Zonder de middeleeuwse handschriften zouden we maar bitter weinig van de klassieke Romeinse schrijvers weten. In de Koninklijke Bibliotheek van België (KBR) wordt een schat aan minder bekende handschriften bewaard. En ieder handschrift vertelt een eigen verhaal, een verhaal dat soms tot Rome of Italië reikt.
Vandaag aflevering 11: De Schaarsnede
Deze reeks, waarvan je nu en dan een aflevering te lezen krijgt, wordt verzorgd door dr. Michiel Verweij (afdeling Oude en kostbare drukken) van de Koninklijke Bibliotheek van België. Dit is de elfde bijdrage in de Manuscript Mysteries, waarin Rome nooit ver weg is. De vorige bijdragen in deze reeks kan je hier nalezen.
Dit artikel is opgedragen aan mijn Brusselse collega’s in de afdelingen van de Handschriften en de Kostbare Werken.
* * * * *
Een schaar!’, riep de Grote Speurder ineens uit. Onmiddellijk brak er lichte paniek uit in de leeszaal van de Handschriftenafdeling. Scharen zijn daar geen geliefde werktuigen. U kunt zich indenken waarom.

☆ ☆ ☆

» **WAT WORDT GEVRAAGD**:
A. Door wie wordt de reeks Manuscript Mysteries volgens het fragment verzorgd?
B. Schrijf uit het fragment de passage van "Zonder de middeleeuwse" tot en met "of Italië reikt." letterlijk over.

☆ ☆ ☆

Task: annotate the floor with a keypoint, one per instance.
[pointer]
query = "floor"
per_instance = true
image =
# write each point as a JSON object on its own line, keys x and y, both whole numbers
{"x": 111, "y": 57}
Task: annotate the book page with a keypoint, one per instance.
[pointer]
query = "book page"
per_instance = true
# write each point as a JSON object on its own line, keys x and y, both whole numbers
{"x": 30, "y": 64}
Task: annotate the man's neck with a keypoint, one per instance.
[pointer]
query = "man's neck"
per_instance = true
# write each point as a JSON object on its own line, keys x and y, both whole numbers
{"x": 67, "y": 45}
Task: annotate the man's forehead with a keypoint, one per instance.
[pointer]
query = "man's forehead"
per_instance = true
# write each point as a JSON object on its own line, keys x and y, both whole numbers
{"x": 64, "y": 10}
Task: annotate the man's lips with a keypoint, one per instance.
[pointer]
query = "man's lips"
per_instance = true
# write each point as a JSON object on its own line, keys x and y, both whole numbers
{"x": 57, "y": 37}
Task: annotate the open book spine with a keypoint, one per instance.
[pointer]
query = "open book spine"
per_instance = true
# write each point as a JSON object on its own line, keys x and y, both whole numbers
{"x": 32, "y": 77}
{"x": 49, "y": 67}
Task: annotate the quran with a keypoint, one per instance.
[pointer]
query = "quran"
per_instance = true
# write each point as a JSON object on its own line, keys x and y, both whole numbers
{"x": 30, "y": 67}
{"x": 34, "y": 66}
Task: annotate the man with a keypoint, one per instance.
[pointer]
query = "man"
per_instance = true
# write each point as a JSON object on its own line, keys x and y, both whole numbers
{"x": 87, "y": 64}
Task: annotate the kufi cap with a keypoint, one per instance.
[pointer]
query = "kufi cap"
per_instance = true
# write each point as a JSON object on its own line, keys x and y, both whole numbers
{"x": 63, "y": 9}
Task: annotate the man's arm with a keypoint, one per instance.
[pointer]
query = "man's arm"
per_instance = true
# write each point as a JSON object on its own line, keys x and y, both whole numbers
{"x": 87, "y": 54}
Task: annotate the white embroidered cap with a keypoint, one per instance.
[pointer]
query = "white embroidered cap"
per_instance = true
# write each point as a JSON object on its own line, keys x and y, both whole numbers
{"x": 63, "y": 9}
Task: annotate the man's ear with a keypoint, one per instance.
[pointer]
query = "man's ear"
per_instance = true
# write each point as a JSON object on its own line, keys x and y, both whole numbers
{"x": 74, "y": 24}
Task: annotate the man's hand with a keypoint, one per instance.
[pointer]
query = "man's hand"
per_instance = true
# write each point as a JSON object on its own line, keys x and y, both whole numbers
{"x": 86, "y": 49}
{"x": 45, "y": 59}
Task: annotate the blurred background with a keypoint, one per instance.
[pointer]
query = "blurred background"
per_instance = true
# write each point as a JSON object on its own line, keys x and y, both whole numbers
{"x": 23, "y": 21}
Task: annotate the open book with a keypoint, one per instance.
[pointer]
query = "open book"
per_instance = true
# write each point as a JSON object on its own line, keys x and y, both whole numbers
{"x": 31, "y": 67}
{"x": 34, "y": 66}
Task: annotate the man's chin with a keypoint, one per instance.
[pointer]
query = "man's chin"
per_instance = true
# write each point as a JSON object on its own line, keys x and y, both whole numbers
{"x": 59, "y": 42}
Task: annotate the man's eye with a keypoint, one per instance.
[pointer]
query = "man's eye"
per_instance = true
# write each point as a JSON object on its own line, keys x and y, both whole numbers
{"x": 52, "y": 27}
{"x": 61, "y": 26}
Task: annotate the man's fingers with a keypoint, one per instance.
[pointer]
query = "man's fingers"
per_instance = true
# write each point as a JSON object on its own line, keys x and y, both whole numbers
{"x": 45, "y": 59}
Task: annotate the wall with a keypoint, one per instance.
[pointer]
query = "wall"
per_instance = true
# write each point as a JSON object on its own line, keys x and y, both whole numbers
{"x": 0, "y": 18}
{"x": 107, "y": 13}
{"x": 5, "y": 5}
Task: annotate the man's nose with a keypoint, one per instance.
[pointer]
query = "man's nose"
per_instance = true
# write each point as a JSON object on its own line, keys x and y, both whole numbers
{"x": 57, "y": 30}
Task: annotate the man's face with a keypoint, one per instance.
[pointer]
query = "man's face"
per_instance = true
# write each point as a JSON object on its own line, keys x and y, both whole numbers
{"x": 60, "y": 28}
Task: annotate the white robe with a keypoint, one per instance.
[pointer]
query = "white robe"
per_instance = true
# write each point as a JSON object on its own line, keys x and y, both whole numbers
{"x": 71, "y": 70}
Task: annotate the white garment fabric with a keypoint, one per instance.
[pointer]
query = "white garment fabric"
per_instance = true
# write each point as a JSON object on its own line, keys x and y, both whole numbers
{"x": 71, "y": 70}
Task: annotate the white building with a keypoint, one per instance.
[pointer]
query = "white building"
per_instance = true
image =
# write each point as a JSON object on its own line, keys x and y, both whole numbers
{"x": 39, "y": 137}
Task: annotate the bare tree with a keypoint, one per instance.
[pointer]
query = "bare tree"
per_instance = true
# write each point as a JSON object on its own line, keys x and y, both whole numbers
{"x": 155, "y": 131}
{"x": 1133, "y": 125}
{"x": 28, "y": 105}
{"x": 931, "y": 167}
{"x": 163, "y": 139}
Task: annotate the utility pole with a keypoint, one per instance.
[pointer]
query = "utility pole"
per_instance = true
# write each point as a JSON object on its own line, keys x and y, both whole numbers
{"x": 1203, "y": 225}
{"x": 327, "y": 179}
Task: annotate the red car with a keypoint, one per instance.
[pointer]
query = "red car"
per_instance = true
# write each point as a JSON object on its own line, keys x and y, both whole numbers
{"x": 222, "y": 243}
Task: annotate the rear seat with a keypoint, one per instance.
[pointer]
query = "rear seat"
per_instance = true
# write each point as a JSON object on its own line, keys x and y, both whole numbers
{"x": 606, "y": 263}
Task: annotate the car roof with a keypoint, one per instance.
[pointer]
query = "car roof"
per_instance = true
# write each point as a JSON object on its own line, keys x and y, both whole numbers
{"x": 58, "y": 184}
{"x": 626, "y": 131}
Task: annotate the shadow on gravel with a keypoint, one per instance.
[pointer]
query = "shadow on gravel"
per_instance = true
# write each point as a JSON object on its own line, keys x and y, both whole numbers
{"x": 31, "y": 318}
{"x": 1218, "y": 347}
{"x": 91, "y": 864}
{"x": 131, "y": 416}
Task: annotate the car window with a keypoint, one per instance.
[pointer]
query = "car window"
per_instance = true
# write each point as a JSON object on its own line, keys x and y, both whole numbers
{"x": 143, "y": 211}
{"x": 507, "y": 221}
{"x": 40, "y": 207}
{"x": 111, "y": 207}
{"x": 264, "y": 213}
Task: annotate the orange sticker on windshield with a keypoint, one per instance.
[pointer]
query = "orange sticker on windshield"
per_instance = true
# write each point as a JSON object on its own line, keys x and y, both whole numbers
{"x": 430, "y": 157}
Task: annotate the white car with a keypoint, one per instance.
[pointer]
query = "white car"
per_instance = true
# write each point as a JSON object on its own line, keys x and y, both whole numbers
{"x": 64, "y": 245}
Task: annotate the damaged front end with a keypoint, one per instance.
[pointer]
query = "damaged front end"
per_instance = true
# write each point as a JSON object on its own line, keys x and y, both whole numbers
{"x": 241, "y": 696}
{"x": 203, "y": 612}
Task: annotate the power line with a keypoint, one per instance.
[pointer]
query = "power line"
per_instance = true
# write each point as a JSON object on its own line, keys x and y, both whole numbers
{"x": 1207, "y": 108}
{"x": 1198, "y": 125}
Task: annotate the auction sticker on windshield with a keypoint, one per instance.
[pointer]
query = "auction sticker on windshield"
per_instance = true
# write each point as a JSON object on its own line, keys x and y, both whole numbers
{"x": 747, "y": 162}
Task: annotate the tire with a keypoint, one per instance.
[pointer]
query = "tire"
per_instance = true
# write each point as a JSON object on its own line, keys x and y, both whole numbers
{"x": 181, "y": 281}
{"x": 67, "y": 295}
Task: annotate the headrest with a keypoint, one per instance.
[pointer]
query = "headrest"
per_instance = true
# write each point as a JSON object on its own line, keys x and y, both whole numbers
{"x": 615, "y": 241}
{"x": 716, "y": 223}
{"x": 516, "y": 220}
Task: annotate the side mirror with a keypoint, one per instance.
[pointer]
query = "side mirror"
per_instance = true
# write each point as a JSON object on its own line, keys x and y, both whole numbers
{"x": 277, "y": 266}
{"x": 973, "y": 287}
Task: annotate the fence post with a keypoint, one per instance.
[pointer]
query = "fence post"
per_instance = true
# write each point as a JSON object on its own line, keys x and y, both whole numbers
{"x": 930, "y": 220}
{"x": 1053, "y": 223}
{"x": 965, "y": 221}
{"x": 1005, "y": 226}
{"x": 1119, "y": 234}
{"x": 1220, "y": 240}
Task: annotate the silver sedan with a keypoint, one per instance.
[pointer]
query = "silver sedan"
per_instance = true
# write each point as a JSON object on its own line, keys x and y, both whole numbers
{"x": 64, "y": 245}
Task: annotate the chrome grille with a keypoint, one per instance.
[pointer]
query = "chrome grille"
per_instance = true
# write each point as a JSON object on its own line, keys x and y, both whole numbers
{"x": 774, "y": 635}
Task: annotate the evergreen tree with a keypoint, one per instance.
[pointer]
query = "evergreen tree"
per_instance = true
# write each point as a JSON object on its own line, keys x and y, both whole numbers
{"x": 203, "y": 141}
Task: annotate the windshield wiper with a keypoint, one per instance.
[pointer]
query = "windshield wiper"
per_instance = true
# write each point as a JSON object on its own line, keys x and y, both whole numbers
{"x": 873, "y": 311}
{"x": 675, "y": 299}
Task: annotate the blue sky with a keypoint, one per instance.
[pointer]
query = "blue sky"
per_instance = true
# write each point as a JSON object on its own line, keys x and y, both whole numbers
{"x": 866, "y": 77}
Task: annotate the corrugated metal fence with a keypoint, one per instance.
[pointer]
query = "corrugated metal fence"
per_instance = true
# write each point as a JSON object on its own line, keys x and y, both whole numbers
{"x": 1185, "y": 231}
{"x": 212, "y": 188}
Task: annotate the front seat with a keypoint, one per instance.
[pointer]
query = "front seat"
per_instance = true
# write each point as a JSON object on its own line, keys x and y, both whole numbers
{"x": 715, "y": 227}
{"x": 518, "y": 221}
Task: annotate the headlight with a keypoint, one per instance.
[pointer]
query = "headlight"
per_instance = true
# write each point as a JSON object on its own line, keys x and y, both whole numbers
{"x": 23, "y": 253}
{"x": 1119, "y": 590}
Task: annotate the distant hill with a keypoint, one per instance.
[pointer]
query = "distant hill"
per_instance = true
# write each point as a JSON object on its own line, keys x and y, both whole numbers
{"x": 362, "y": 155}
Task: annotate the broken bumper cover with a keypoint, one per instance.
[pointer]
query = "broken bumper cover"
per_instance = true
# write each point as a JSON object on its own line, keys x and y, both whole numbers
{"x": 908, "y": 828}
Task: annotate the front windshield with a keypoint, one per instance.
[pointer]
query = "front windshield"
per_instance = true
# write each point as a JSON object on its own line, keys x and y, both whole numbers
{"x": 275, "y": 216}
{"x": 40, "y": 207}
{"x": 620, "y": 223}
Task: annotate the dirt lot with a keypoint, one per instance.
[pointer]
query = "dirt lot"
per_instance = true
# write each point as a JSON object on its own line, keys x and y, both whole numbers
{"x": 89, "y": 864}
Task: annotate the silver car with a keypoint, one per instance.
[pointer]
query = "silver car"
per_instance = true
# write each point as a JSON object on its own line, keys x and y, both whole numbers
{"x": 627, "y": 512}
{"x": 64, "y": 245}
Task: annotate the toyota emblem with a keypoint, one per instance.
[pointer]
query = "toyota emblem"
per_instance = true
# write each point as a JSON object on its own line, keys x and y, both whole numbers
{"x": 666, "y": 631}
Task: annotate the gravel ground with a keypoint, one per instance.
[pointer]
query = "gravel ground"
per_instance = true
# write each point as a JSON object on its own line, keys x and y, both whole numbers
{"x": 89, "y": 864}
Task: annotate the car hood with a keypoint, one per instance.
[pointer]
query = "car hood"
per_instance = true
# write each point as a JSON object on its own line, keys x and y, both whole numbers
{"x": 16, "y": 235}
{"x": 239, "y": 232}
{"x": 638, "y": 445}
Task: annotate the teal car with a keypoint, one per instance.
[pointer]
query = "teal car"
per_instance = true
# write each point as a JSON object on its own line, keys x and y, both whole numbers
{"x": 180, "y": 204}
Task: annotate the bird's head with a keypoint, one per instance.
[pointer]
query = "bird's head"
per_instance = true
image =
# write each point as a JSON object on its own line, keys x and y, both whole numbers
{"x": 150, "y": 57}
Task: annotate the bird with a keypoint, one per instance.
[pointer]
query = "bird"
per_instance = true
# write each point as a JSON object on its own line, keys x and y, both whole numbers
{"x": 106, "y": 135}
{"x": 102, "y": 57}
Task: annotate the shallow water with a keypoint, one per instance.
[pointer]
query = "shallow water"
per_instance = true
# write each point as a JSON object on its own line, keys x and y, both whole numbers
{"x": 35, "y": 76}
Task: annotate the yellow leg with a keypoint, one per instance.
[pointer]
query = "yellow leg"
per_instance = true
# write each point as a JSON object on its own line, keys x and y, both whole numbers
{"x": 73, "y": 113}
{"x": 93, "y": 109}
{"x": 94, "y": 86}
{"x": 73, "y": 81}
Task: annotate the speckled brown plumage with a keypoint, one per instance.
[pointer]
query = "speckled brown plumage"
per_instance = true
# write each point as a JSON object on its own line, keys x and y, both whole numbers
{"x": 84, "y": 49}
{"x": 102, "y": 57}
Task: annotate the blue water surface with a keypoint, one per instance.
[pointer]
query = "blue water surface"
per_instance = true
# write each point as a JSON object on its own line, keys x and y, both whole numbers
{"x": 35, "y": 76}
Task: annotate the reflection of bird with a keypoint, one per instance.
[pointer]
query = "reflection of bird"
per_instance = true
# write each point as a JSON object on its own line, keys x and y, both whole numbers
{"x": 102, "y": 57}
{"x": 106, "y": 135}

☆ ☆ ☆

» **ANTWOORDEN PER OPDRACHT**:
A. Door dr. Michiel Verweij (afdeling Oude en kostbare drukken) van de Koninklijke Bibliotheek van België.

B.
Zonder de middeleeuwse handschriften zouden we maar bitter weinig van de klassieke Romeinse schrijvers weten. In de Koninklijke Bibliotheek van België (KBR) wordt een schat aan minder bekende handschriften bewaard. En ieder handschrift vertelt een eigen verhaal, een verhaal dat soms tot Rome of Italië reikt.